(Coordinate labeling data)
--------
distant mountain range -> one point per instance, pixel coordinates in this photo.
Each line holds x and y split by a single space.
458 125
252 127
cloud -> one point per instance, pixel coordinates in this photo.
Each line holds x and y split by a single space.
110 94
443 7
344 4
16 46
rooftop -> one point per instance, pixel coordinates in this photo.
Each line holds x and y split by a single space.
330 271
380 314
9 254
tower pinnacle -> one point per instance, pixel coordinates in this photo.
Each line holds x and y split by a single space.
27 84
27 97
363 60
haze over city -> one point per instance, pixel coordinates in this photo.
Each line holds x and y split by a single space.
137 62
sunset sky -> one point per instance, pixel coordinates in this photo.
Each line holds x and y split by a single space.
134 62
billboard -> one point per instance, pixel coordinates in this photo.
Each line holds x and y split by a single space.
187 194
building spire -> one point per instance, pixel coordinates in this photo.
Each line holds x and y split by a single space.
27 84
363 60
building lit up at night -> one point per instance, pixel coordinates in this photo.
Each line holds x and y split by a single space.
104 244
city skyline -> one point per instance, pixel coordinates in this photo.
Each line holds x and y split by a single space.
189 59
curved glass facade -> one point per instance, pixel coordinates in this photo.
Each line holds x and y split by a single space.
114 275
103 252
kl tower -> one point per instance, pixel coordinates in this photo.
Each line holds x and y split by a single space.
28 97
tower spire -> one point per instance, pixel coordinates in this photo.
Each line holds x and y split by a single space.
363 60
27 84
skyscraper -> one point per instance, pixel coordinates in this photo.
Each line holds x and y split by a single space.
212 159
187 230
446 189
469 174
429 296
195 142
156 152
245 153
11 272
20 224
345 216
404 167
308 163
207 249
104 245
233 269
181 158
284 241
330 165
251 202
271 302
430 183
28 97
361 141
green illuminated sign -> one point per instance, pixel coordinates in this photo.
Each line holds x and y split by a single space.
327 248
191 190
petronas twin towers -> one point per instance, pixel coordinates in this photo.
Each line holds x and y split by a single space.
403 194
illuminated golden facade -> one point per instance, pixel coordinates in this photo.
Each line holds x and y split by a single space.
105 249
--------
§ **Brief**
Repeat every record, keeping each word and mark exactly as it is.

§ **Response to this task**
distant mountain range -> one point per instance, pixel coordinates in this photo.
Each line holds x and y split by a single space.
458 125
252 127
cloud -> one point per instance, pixel coordinates in this photo.
Each line holds x and y split by a single space.
110 94
443 7
344 4
16 46
rooftop -> one point per instance, pixel coordinates in this photo.
Each line holds x and y split by a single space.
330 271
380 314
9 254
tower pinnacle -> one point per instance, pixel coordinates in this photo.
Each line holds x and y split by a single space.
27 84
27 97
363 60
haze over city -> one point per instance, pixel coordinates in this photo.
Each line holds x and y split by a single space.
137 62
sunset sky -> one point per instance, pixel coordinates in this photo.
Each line holds x and y split by a single space.
134 62
billboard -> one point per instance, pixel coordinates in this photo.
Each line holds x and y split by a single space.
187 194
building spire -> one point per instance, pixel coordinates in this photo.
Each line holds x and y split by a single space.
27 84
363 60
building lit up at night -> one point per instance, pixel coordinates in this photo.
Each line holds x and y split by a single space.
104 244
city skyline -> one point per instance, pixel coordinates in this photo.
Each line holds x and y split by a single space.
189 59
curved glass facade -> one point per instance, pixel coordinates in this photo.
Each line holds x and y split by a single space.
114 275
103 252
kl tower -> one point per instance, pixel coordinates in this photo.
Each line holds x and y split by a single space.
28 97
tower spire -> one point per instance, pixel coordinates in this photo.
Each line holds x and y split by a single space.
363 60
27 84
skyscraper -> one point per instance, pixel coordinates in this photo.
Each line holds x and y split by a single space.
212 159
187 230
446 189
469 174
429 296
195 142
156 152
245 153
11 272
20 224
345 216
404 167
308 163
207 249
104 245
233 269
181 158
284 241
330 165
251 202
271 302
430 183
28 97
361 141
green illuminated sign -> one point per instance, pixel coordinates in this photo.
Each line holds x and y split by a single space.
327 248
191 190
petronas twin towers -> one point per instance, pixel coordinates in this photo.
Each line holds x and y split by a single space.
403 194
illuminated golden facade -> one point per instance, pixel coordinates in this photo.
Each line holds x and y split by a single space.
105 249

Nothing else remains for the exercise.